Extract to read>
--*--

Adron Ming, Music Director/Conductor

THE DALLAS MORNING NEWS SUBSCRIPTION SERIES

Stars of the Future
Concert sponsored by QORE Business Solutions, Inc


Friday February 18, 2005 8:00 p.m.
Lakeland Baptist Church, Lewisville, Texas. (Directions)
The concert honors the Lewisville Independent School District

 

Adron Ming, Music Director/Conductor
Featuring the Grand Prize Winners
of the Lewisville Lake Symphony

Young Artists' Competition

An Qi, Piano
Malori Fuchs, Violin
Antoinette Gan, Cello
 

Prize money provided by QORE Business Solutions, Inc. 
Competition sponsored by Texas-New Mexico Power Company
 


      

An Qi, Maestro Adron Ming, Malori Fuchs, Antoinette Gan, 
 

Mozart:  Symphony no. 26 in E-flat Major

Tchaikovsky:  Variations for Cello and Orchestra on a Rococo Theme

Intermission

Borodin:  In the Steppes of Central Asia
Saint-Saëns:  Piano Concerto No 2 in G minor (Movement 1)
Wieniawski:  Violin Concerto No 2 in D minor (Movement 1)

 

More on the Competition

More on Mozart
More on QORE Business Solutions, Inc
 

An Qi

An Qi, 16, started studying piano with Wenzao Chen at 7 years of age. He has studied with his current teacher, Yifan Liu, for 7 years. He has received awards at the Collin County Young Artists competition, he was a winner at the TMTA state convention, and he was awarded the Grand Prize at the Sunray North Texas Youth Music Competition.

 

Aside from music, he has also received awards at the Texas Mathcounts competition and the TMSCA math and science competitions. He currently is a sophomore at Centennial High School in Frisco, where he is ranked number 1 in his class.

 

Antoinette Gan
Sixteen-year-old Antoinette Gan is a sophomore at the Academy of Fine Arts in Fort Worth. At five years old, she started the violin with Paul Landefeld at the Suzuki Institute of Dallas and at seven years old, she started cello lessons. Her former cello teachers include Nick Juul and John Landefeld.

 

For the past four and a half years, she has been studying cello under Michael Coren. This summer, she studied under Hans Jensen and Jonathan Lewis at the Meadowmount School of Music. She hopes to someday become a world-class cellist.

 

Malori Fuchs
Malori Fuchs, age 18, will be completing her last year of home schooling this May.  Following graduation, she is looking forward to attending a music conservatory where she will major in violin performance.

--*--

Task set>
A) In the concert program, who taught An Qi piano when he began at age 7?
B) Resume the concert program after its last sentence and carry it on.

Pointing dataset excerpts:
--*--

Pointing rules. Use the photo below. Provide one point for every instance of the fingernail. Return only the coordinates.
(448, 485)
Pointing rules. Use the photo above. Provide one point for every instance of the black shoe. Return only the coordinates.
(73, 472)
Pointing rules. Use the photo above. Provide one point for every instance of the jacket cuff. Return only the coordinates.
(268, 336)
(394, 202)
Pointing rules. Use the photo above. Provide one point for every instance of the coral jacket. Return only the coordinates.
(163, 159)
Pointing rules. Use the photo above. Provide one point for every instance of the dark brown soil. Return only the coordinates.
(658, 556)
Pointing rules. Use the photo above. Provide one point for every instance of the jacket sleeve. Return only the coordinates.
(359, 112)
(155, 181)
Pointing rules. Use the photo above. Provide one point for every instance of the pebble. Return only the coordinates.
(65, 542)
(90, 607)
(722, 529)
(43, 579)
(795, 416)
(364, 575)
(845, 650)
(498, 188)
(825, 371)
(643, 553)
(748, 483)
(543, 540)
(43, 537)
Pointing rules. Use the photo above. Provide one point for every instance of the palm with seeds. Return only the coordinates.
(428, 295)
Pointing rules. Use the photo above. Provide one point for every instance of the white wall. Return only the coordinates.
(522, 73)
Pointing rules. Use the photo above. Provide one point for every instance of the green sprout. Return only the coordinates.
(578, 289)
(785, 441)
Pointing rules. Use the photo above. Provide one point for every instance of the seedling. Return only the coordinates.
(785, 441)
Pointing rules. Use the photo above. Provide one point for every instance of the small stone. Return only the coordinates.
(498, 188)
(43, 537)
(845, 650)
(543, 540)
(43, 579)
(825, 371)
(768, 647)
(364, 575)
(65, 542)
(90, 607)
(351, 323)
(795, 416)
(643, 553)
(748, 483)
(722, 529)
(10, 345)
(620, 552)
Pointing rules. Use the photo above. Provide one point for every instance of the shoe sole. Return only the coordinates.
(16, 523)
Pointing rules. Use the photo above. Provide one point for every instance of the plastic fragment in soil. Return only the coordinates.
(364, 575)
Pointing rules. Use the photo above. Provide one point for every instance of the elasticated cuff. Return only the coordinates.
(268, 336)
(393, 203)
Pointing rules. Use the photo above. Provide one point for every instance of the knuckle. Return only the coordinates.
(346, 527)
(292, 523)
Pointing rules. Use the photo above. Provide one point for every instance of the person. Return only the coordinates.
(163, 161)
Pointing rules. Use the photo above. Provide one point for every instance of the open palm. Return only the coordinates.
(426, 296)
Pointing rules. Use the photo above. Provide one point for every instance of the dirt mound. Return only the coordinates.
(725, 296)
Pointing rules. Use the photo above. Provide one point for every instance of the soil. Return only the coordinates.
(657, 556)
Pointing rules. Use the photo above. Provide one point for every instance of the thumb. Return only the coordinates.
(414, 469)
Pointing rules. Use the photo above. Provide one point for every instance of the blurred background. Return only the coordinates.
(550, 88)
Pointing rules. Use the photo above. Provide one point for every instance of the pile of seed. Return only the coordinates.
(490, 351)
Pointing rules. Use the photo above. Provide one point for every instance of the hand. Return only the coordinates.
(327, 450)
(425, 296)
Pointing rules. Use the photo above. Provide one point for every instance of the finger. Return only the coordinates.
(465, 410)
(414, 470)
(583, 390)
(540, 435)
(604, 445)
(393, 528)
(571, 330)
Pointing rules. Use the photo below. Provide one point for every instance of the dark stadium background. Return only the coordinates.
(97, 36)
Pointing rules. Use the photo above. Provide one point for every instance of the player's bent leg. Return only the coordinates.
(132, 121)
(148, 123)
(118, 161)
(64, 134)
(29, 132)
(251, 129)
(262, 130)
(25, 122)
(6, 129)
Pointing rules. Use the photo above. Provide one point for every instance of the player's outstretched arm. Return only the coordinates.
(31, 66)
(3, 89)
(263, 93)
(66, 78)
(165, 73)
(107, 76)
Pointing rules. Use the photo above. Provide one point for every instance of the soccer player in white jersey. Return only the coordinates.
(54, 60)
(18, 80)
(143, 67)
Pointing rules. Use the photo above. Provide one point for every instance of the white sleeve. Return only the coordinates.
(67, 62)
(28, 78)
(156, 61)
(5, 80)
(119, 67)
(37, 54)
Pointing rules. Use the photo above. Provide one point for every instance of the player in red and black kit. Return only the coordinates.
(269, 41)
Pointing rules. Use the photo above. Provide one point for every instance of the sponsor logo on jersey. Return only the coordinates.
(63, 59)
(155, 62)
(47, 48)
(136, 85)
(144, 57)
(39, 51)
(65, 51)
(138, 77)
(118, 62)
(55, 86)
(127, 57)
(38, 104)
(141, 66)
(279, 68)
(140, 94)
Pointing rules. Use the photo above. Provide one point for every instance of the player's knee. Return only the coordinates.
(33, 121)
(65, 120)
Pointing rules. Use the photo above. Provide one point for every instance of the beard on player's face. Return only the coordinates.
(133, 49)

--*--

Written answers>
A) Wenzao Chen

B)
 Malori has been studying the violin since the age of three.  Former teachers have included Joyce Nelson and Jennifer Burton.  Her current teacher, Rebecca Stern, is a member of the Fort Worth Symphony Orchestra.  Four years ago, Malori also began studying the piano with Lorraine Landefeld.

 Through the years, Malori has enjoyed playing as a soloist and in ensembles for various nursing homes, civic organizations, and churches.  She is a member of the New Conservatory of Dallas and is concertmistress of Vivo ensemble.  She was also a member of the former Monday Night Orchestra and the Greater Frisco Youth Orchestra.  She has received various awards at competitions including the Dallas Music Teachers’ Association Symphonic Festival, North Texas Young Artists’ Competition, and the Collin County Young Artists’ Competition.  She has participated in The Institute for Strings (Dallas) and Heifetz International Music Institute (New Hampshire).

 Malori is a performing member of Texanischer Shuhplattler Verein, a Bavarian folk dancing group.  In her spare time, she enjoys reading, creative writing, scrapbooking, and web design.  She resides in Frisco with her parents and three younger siblings.

Symphony no. 26 in E-Flat Major
Wolfgang Amadeus Mozart
(Born Salzburg, 27 January 1756; died Vienna, 5 December 1791)


Notes by Dr. John Green
Duration: ca. 9 minutes

        I.  Molto presto
          II.  Andante
         III.  Allegro

Mozart wrote most of his youthful symphonies for use during the concert tours which took him all over Europe.  When he was nine he modeled his first symphony on the music of Johann Christian Bach, through whom he had become familiar with the form of the Italian opera sinfonia (three interlinked movements).  The Symphony in E-flat Major, K. 184, composed ten years later in 1774, is still an opera sinfonia of this kind – not only as regards outward form, but also in its very nature (it was in fact used as overture to a play)

The themes of the first movement are well suited to an overture; there is no Development in the usual sense of the word, the themes being transposed in the middle section of the movement.  The movement richest in content is the second, Andante, whose pathos is intensified by chords in the winds occurring on the unaccented part of the measure.  This work belongs to a group of nine symphonies written during the period 1773-74, some of which Mozart is believed to have written for a benefactor in Milan.  These works conclude the first period of Mozart’s symphonic writing.    

Mozart
Notes by Ian Cleghorn

Wolfgang Amadeus Mozart was the supreme master of composing -- opera, symphony, chamber, vocal, piano, choral music -- anything.  He was the finest conductor, pianist and organist in Europe.  He could have been the best violinist if he had worked at it.  He could think out a quartet and write the individual parts before creating the full score.  He could perfectly sight read any piece of music placed in front of him or hear a piece of music for the first time and immediately write it out note for note.  At three he could pick out tunes on a piano, by four he could tell his elders that a violin was a quarter tone out of tune and at six he started composing.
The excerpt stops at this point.